───── Material provided
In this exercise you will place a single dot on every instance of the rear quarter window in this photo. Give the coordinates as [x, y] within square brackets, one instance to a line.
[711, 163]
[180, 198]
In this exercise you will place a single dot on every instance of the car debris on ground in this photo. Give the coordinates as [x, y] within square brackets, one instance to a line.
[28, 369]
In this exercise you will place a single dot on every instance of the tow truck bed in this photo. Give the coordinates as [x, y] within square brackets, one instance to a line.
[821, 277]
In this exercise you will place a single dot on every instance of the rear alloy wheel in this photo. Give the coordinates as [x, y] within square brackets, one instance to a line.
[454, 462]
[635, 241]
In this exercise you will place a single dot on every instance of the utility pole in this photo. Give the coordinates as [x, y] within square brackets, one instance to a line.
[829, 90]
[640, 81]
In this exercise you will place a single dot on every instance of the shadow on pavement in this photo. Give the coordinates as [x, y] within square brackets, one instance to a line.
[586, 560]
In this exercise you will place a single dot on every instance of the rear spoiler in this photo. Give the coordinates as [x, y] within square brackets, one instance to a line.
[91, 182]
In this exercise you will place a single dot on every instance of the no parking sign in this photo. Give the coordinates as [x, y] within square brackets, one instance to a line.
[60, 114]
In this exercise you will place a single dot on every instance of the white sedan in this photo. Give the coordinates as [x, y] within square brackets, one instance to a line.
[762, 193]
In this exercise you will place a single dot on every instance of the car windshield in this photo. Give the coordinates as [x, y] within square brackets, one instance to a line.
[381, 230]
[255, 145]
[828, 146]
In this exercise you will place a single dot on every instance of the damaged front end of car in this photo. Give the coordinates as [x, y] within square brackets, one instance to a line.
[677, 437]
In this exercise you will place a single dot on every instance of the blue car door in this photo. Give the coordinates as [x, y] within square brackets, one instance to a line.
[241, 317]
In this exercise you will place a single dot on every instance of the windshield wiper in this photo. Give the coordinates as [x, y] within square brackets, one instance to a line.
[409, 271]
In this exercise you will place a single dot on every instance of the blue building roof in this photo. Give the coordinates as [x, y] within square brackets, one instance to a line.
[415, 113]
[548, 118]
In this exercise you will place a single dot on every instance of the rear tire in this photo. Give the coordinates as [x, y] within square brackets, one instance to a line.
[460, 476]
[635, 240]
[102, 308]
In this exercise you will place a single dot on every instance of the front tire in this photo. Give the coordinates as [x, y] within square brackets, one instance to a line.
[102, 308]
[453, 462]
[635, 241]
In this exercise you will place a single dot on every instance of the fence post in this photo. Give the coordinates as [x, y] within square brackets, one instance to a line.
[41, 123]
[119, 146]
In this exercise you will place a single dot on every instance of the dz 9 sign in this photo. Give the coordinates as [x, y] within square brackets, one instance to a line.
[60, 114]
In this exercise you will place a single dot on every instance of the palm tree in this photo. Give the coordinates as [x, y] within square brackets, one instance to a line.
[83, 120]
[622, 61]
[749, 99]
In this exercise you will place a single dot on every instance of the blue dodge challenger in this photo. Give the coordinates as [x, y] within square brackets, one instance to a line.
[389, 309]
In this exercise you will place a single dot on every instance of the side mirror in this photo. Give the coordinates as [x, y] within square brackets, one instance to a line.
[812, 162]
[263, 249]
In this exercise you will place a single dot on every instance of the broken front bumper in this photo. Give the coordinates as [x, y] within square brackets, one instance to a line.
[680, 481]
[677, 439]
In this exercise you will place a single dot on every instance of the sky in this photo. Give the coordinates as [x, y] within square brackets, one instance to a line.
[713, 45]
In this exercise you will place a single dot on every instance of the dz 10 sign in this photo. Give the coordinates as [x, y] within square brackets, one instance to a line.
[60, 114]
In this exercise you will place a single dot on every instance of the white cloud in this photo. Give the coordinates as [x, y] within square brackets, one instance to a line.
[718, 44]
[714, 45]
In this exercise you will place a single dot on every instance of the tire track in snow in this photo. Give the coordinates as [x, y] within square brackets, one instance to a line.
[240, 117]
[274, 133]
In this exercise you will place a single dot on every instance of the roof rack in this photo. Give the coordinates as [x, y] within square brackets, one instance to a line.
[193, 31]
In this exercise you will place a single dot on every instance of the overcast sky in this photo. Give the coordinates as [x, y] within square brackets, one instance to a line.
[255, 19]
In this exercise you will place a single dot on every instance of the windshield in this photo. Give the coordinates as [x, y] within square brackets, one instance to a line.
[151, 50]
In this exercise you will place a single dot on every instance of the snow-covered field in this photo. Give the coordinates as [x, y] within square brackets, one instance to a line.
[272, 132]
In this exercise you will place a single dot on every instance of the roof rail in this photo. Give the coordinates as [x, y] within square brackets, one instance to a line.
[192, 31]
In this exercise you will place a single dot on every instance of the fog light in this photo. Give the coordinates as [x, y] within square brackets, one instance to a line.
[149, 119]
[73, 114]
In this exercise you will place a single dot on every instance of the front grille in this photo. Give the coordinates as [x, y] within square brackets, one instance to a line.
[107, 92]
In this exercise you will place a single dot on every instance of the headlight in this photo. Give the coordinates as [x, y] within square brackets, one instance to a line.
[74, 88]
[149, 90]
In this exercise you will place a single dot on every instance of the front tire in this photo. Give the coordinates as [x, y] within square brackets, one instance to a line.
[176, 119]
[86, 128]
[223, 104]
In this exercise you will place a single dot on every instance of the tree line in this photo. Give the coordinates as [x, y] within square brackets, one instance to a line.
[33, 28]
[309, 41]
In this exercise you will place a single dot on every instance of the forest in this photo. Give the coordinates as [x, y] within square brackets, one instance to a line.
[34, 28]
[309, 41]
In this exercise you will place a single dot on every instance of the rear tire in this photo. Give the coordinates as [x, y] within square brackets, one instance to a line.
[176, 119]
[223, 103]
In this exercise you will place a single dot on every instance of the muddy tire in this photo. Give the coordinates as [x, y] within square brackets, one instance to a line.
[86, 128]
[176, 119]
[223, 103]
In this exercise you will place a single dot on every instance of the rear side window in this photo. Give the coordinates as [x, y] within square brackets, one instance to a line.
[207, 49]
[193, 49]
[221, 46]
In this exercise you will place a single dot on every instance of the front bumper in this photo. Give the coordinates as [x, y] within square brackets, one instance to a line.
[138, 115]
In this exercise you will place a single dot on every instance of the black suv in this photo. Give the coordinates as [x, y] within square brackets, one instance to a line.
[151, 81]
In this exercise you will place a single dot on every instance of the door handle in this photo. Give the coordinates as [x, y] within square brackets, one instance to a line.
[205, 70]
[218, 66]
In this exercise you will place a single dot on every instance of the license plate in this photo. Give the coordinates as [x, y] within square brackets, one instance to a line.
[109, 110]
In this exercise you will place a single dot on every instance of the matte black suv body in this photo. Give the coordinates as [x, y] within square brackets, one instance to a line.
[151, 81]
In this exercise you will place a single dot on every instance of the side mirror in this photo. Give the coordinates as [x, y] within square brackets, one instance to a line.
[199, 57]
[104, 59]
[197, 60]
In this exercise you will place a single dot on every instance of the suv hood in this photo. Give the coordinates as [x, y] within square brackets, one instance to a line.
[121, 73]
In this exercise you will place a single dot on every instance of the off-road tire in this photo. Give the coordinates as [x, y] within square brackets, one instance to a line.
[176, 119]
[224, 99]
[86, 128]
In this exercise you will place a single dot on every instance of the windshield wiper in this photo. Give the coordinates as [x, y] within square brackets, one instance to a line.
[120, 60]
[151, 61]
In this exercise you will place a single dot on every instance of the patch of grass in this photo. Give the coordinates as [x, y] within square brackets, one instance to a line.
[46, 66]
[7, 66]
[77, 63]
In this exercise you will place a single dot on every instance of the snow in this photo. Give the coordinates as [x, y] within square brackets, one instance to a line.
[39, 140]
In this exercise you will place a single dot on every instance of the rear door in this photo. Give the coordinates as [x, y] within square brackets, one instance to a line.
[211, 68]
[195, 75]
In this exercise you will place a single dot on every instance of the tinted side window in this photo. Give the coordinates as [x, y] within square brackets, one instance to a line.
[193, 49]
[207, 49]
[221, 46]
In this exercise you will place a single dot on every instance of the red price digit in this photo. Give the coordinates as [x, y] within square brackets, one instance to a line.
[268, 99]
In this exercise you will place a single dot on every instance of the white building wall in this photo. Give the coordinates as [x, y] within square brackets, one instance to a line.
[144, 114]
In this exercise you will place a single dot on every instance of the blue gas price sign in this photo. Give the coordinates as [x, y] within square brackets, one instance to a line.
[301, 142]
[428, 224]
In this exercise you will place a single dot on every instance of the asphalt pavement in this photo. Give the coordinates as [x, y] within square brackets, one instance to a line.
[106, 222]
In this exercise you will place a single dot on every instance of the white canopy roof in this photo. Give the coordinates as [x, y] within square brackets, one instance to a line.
──────────
To be done: Return the lines above, from the one containing "the snow in" to the end, exactly as they stand.

Full response:
In this exercise you will place a single dot on every instance of the snow in this photo. Give the coordinates as [x, y] within square brackets, one instance to a line.
[39, 140]
In this exercise you will place a single dot on every instance of the rear door in this photo. Give the coordinates as [x, y] within square brackets, one instance to a line.
[211, 68]
[195, 75]
In this exercise you will place a single dot on every instance of the tinted side window in this photo. Give the coordinates as [x, y] within square brackets, one instance to a line.
[193, 49]
[207, 49]
[221, 46]
In this exercise you will place a single dot on every instance of the red price digit in this photo. Give the coordinates as [x, y] within square brackets, one instance to a line.
[268, 99]
In this exercise you will place a single dot on every instance of the white building wall in this photo. Give the coordinates as [x, y] within square brackets, one instance to a line.
[144, 114]
In this exercise you will place a single dot on every instance of the blue gas price sign in this photo. Give the coordinates as [x, y] within square brackets, one instance to a line.
[301, 142]
[428, 224]
In this exercise you will place a single dot on every instance of the asphalt pavement in this photo. Give the coordinates as [x, y] within square brackets, one instance to a line.
[106, 222]
In this exercise you will place a single dot on every instance of the white canopy roof in this photo. Give the coordinates as [x, y] within square brackets, one instance to a line.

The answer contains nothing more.